PROMPT: In the rugby article below, copy the passage that runs from "It is useful" up to and including "his Leicester debut.".

TEXT SECTION:
════════════════

We can all review the ins and outs, because the Rugby Football Union, who oversee discipline using independent panels, always publishes a summary. It was rushed out this time, in case Cheika wishes to appeal before the ban kicks in this weekend.

So you can judge for yourself, albeit in the cold light of day, what happened when Cheika hastened to the medical room and had the conversation with the doctor.

My feeling already is the best use of this case is to view it in the context of what the game is trying to do. Whether or not we think Cheika did or didn’t behave appropriately, it must reflect back on the circumstances all involved were subject to, which is the increasing use of technology aimed at preventing professional rugby players sustaining brain injuries.

It is useful to rewatch the relevant section of the match. With 10 minutes left, and Leicester trailing 14-10, their England lock Ollie Chessum clashed heads with a teammate, Solomone Kata, and they both fell to the ground. Chessum appeared to show a “criteria-1” sign of possible brain injury as he lay flat out, and the independent doctor later decided he should have been substituted with no head injury assessment (HIA), as regulations demand. But that wasn’t what happened. Instead Chessum did receive an HIA, and went back on – indeed he caught the line-out that led to Leicester’s winning try and a success for Cheika in his Leicester debut.

Alongside all this, Kata did not go off the field for examination, and about a minute later bashed into an opposing player. He was given a red card for dangerous play but even if he hadn’t, he would have been permanently removed because of what he had done to his head. Again, the initial decision was later determined by the independent doctor to have been an error.

Now, you might say the pitchside spotter with a tablet who keeps an eye out for signs of concussion, and the independent doctor each “had one job”, and clearly it did not go well. But in real time, when these incidents are occurring, we surely need to cut some slack. We must believe these medically-trained people do not want to put anyone at risk, and the same goes for coaches and players.

Within the Cheika judgement there is a mention of faulty Wi-Fi. This then flicks us back to Sale Sharks v Harlequins, when Tom Curry was sent back on to the field because the doctor had not seen the video of the England flanker apparently losing consciousness. Such a return absolutely should not happen, but it did, until Curry was correctly substituted 20 minutes later.

════════════════

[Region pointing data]
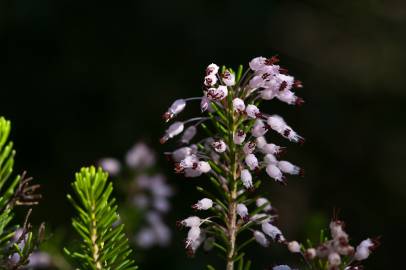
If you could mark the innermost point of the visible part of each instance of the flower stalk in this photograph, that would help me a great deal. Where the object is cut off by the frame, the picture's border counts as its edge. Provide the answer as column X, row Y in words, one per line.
column 233, row 155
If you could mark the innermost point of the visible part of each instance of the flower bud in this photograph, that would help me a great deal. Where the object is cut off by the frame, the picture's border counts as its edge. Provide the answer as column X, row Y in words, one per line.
column 277, row 123
column 261, row 238
column 203, row 204
column 204, row 104
column 228, row 78
column 257, row 63
column 242, row 211
column 251, row 161
column 192, row 221
column 259, row 129
column 261, row 142
column 219, row 146
column 246, row 179
column 209, row 243
column 218, row 93
column 271, row 148
column 294, row 247
column 274, row 172
column 249, row 147
column 176, row 107
column 173, row 130
column 238, row 105
column 188, row 135
column 288, row 167
column 210, row 80
column 252, row 111
column 239, row 137
column 273, row 232
column 261, row 202
column 192, row 235
column 212, row 69
column 203, row 167
column 310, row 253
column 267, row 94
column 334, row 259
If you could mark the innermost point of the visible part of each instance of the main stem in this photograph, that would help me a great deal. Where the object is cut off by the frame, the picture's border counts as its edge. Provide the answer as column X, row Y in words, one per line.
column 232, row 206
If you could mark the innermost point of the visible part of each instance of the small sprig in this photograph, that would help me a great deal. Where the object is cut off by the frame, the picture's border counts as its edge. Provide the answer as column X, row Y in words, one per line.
column 17, row 243
column 233, row 154
column 336, row 252
column 104, row 244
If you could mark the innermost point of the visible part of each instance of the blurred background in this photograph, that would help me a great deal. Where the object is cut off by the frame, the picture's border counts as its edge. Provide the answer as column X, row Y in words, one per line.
column 82, row 80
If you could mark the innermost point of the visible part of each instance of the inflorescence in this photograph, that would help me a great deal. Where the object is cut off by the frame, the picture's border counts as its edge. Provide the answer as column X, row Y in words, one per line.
column 235, row 151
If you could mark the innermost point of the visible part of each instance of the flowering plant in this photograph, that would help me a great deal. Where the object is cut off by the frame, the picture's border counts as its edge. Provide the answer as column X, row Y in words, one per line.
column 147, row 196
column 233, row 154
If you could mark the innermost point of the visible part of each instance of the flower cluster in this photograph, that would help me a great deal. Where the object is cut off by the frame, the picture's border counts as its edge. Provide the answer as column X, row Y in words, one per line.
column 147, row 194
column 336, row 253
column 235, row 151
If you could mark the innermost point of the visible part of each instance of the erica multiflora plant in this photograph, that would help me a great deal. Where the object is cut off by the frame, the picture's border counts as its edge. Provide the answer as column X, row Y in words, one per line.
column 104, row 245
column 334, row 253
column 233, row 153
column 17, row 242
column 147, row 196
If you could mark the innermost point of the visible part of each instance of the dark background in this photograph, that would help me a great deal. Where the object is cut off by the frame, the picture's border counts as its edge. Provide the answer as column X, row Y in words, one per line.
column 83, row 79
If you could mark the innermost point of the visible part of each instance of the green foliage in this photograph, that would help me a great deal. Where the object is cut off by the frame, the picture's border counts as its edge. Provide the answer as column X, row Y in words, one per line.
column 104, row 244
column 14, row 191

════════════════

SOLUTION:
It is useful to rewatch the relevant section of the match. With 10 minutes left, and Leicester trailing 14-10, their England lock Ollie Chessum clashed heads with a teammate, Solomone Kata, and they both fell to the ground. Chessum appeared to show a “criteria-1” sign of possible brain injury as he lay flat out, and the independent doctor later decided he should have been substituted with no head injury assessment (HIA), as regulations demand. But that wasn’t what happened. Instead Chessum did receive an HIA, and went back on – indeed he caught the line-out that led to Leicester’s winning try and a success for Cheika in his Leicester debut.